■ **Work item**
All the data should come back exactly as it was given.

(Dataset entries)
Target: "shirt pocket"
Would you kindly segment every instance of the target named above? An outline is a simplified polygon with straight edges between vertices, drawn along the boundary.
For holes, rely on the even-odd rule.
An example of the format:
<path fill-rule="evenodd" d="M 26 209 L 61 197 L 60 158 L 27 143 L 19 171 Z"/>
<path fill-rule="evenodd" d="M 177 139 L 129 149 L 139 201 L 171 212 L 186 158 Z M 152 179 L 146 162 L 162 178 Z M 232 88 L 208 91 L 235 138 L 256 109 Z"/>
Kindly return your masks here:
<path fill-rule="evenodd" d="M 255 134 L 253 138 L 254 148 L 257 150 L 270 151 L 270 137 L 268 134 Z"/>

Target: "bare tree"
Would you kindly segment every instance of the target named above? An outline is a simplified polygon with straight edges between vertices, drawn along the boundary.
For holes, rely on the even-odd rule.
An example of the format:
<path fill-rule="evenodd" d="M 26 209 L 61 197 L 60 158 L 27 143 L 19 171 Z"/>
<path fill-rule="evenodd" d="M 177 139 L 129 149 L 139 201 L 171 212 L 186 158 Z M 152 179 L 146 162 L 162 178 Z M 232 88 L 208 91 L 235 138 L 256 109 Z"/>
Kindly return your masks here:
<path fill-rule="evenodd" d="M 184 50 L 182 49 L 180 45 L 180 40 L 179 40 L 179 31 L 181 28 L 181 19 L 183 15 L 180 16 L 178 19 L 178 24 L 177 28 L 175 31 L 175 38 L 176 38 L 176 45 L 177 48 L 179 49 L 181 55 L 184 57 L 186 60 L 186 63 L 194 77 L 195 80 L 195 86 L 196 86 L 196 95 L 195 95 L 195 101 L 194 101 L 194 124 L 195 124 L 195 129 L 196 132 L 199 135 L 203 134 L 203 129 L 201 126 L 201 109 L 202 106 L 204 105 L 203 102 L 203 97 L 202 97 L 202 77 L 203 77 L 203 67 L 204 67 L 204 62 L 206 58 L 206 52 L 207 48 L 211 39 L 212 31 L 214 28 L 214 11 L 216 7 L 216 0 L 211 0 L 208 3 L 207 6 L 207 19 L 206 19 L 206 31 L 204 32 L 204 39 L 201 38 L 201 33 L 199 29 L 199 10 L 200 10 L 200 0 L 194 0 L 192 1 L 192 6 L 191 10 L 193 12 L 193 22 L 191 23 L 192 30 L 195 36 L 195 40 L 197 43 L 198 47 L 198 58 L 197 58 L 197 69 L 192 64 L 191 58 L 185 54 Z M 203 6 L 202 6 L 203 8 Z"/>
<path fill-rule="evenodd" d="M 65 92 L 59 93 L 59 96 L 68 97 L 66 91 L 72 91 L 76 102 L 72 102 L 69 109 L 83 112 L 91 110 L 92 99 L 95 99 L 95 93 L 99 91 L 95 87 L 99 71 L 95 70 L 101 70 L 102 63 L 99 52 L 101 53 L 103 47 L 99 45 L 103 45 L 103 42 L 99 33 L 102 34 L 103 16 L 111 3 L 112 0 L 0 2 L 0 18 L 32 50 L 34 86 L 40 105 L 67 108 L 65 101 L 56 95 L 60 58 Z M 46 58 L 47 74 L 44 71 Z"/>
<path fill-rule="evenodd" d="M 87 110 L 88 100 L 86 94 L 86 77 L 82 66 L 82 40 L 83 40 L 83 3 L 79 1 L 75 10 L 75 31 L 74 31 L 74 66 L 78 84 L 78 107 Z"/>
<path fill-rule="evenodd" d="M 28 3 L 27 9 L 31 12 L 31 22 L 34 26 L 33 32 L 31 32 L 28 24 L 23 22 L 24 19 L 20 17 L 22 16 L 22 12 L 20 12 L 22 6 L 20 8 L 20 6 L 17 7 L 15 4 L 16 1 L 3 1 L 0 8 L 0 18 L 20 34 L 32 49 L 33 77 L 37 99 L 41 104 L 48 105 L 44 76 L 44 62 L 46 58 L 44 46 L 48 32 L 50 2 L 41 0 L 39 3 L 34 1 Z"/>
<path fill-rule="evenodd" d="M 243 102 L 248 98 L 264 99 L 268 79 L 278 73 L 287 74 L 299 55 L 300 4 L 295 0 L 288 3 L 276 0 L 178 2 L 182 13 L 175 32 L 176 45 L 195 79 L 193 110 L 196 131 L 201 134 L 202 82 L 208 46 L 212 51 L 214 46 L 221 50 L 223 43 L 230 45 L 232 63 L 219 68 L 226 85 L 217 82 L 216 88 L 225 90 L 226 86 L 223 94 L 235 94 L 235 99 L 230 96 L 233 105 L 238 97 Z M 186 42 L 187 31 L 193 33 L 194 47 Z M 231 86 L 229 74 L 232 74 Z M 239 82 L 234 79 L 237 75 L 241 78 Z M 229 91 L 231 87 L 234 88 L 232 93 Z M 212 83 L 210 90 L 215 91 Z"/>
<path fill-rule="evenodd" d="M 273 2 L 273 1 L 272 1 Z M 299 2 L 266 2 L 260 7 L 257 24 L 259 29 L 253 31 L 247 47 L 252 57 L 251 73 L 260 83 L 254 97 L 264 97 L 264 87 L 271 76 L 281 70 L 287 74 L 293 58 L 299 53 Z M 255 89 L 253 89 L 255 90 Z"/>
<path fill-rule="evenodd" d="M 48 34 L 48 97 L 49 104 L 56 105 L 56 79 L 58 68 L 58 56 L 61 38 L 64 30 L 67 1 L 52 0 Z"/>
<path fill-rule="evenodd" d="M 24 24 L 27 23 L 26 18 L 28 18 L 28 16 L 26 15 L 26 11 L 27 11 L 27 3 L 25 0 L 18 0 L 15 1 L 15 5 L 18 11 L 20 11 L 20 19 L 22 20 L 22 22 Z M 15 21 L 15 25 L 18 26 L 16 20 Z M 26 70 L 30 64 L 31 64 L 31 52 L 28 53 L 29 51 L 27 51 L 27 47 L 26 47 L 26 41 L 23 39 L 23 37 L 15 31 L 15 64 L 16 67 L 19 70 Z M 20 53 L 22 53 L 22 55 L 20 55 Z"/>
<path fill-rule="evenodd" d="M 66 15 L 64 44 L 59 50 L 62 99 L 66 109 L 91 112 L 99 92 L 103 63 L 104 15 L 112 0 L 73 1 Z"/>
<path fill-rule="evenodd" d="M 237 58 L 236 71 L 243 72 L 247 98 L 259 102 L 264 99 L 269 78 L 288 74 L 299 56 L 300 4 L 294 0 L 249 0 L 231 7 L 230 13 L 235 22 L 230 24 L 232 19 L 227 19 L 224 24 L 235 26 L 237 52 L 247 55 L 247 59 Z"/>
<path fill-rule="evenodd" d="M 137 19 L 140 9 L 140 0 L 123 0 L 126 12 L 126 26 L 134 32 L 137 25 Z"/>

■ **Answer section**
Target: "shirt pocket"
Would you kindly segment every instance of the target named above? An outline is a simplified polygon with straight edges between vertices, drawn along the boundary.
For holes, rely on the even-odd rule.
An example of the format:
<path fill-rule="evenodd" d="M 26 209 L 61 197 L 60 158 L 27 143 L 19 171 Z"/>
<path fill-rule="evenodd" d="M 177 139 L 129 149 L 139 201 L 171 212 L 186 158 Z M 152 179 L 146 162 L 162 178 Z M 232 88 L 208 91 L 235 138 L 256 109 Z"/>
Kindly return your masks here:
<path fill-rule="evenodd" d="M 255 134 L 253 138 L 254 148 L 257 150 L 270 151 L 270 137 L 268 134 Z"/>

Target: "bare tree"
Would you kindly segment every instance of the target named above? An outline is a simplified polygon with straight edges between vertices, drawn along the boundary.
For holes, rely on the even-odd rule.
An example of the format:
<path fill-rule="evenodd" d="M 26 209 L 61 197 L 60 158 L 27 143 L 19 171 Z"/>
<path fill-rule="evenodd" d="M 177 139 L 129 149 L 139 201 L 171 212 L 186 158 Z M 152 179 L 146 162 L 162 178 Z M 232 88 L 208 91 L 235 138 L 256 109 Z"/>
Kindly return your masks here:
<path fill-rule="evenodd" d="M 184 50 L 182 49 L 180 45 L 180 40 L 179 40 L 179 31 L 181 28 L 181 19 L 183 15 L 180 16 L 178 19 L 178 24 L 177 28 L 175 31 L 175 38 L 176 38 L 176 45 L 177 48 L 179 49 L 181 55 L 184 57 L 186 60 L 186 63 L 194 77 L 195 80 L 195 86 L 196 86 L 196 95 L 195 95 L 195 101 L 194 101 L 194 124 L 195 124 L 195 129 L 196 132 L 199 135 L 203 134 L 203 129 L 201 126 L 201 109 L 202 106 L 204 105 L 203 102 L 203 97 L 202 97 L 202 77 L 203 77 L 203 67 L 204 67 L 204 62 L 206 58 L 206 52 L 207 48 L 211 39 L 212 31 L 214 28 L 214 11 L 216 7 L 216 0 L 211 0 L 208 3 L 207 6 L 207 19 L 206 19 L 206 31 L 204 32 L 204 39 L 201 38 L 201 33 L 199 29 L 199 10 L 200 10 L 200 0 L 194 0 L 192 1 L 192 6 L 191 10 L 193 12 L 193 22 L 191 23 L 192 30 L 195 36 L 195 40 L 197 43 L 198 47 L 198 58 L 197 58 L 197 69 L 192 64 L 191 58 L 185 54 Z M 203 6 L 202 6 L 203 8 Z"/>
<path fill-rule="evenodd" d="M 65 92 L 59 93 L 59 96 L 68 97 L 66 91 L 72 91 L 76 102 L 72 102 L 69 109 L 83 112 L 91 110 L 92 99 L 95 99 L 95 93 L 99 91 L 95 87 L 99 71 L 95 70 L 101 70 L 102 63 L 99 52 L 101 53 L 103 47 L 99 45 L 103 45 L 103 42 L 99 33 L 102 34 L 103 16 L 111 3 L 112 0 L 0 2 L 0 18 L 32 50 L 34 86 L 40 105 L 67 108 L 65 101 L 56 95 L 60 58 Z M 46 58 L 47 74 L 44 71 Z"/>
<path fill-rule="evenodd" d="M 87 110 L 88 100 L 86 94 L 86 77 L 82 66 L 82 40 L 83 40 L 83 3 L 79 1 L 75 10 L 75 31 L 74 31 L 74 66 L 78 84 L 78 107 Z"/>
<path fill-rule="evenodd" d="M 28 3 L 27 9 L 31 12 L 31 22 L 34 26 L 33 32 L 31 32 L 28 24 L 23 22 L 24 19 L 20 17 L 22 16 L 22 12 L 20 12 L 22 6 L 20 8 L 20 6 L 17 7 L 15 4 L 16 1 L 3 1 L 0 8 L 0 18 L 20 34 L 32 49 L 33 77 L 37 99 L 41 104 L 48 105 L 44 76 L 44 62 L 46 58 L 44 46 L 48 32 L 50 2 L 41 0 L 39 3 L 34 1 Z"/>
<path fill-rule="evenodd" d="M 243 102 L 248 98 L 264 99 L 268 79 L 278 73 L 287 74 L 299 55 L 300 4 L 295 0 L 288 3 L 276 0 L 178 2 L 182 13 L 175 32 L 176 45 L 195 79 L 193 110 L 196 131 L 201 134 L 202 82 L 208 46 L 212 51 L 214 46 L 221 50 L 223 43 L 230 45 L 232 63 L 219 68 L 226 85 L 217 82 L 216 88 L 225 90 L 226 86 L 223 94 L 235 94 L 235 99 L 230 96 L 233 105 L 238 97 Z M 186 42 L 187 31 L 193 33 L 194 47 Z M 231 86 L 229 74 L 232 74 Z M 239 82 L 234 79 L 237 75 L 241 78 Z M 229 91 L 231 87 L 234 88 L 232 93 Z M 212 83 L 210 90 L 215 91 Z"/>
<path fill-rule="evenodd" d="M 273 2 L 273 1 L 272 1 Z M 299 2 L 266 2 L 260 7 L 257 24 L 259 29 L 253 31 L 247 47 L 252 57 L 251 73 L 260 83 L 254 97 L 264 97 L 264 87 L 271 76 L 281 70 L 287 74 L 293 58 L 299 53 Z M 255 89 L 253 89 L 255 90 Z"/>
<path fill-rule="evenodd" d="M 48 34 L 48 97 L 49 104 L 56 105 L 56 79 L 58 68 L 58 56 L 61 38 L 64 30 L 67 1 L 52 0 Z"/>
<path fill-rule="evenodd" d="M 24 24 L 27 23 L 26 18 L 28 18 L 28 16 L 26 15 L 26 11 L 27 11 L 27 3 L 25 0 L 18 0 L 15 1 L 15 5 L 18 11 L 20 11 L 20 19 L 22 20 L 22 22 Z M 15 21 L 15 25 L 18 26 L 16 20 Z M 26 70 L 30 64 L 31 64 L 31 52 L 28 53 L 29 51 L 27 51 L 27 47 L 26 47 L 26 41 L 23 39 L 23 37 L 15 31 L 15 64 L 16 67 L 19 70 Z M 20 53 L 22 53 L 22 55 L 20 55 Z"/>
<path fill-rule="evenodd" d="M 66 15 L 64 44 L 59 50 L 62 99 L 66 109 L 91 112 L 99 92 L 103 63 L 104 15 L 112 0 L 73 1 Z"/>
<path fill-rule="evenodd" d="M 237 58 L 236 71 L 243 72 L 247 98 L 259 102 L 264 99 L 269 78 L 288 74 L 299 56 L 300 4 L 294 0 L 249 0 L 231 7 L 230 13 L 235 22 L 230 24 L 232 19 L 227 19 L 224 24 L 235 26 L 237 52 L 247 55 L 247 59 Z"/>
<path fill-rule="evenodd" d="M 137 19 L 140 9 L 140 0 L 123 0 L 126 12 L 126 26 L 134 32 L 137 25 Z"/>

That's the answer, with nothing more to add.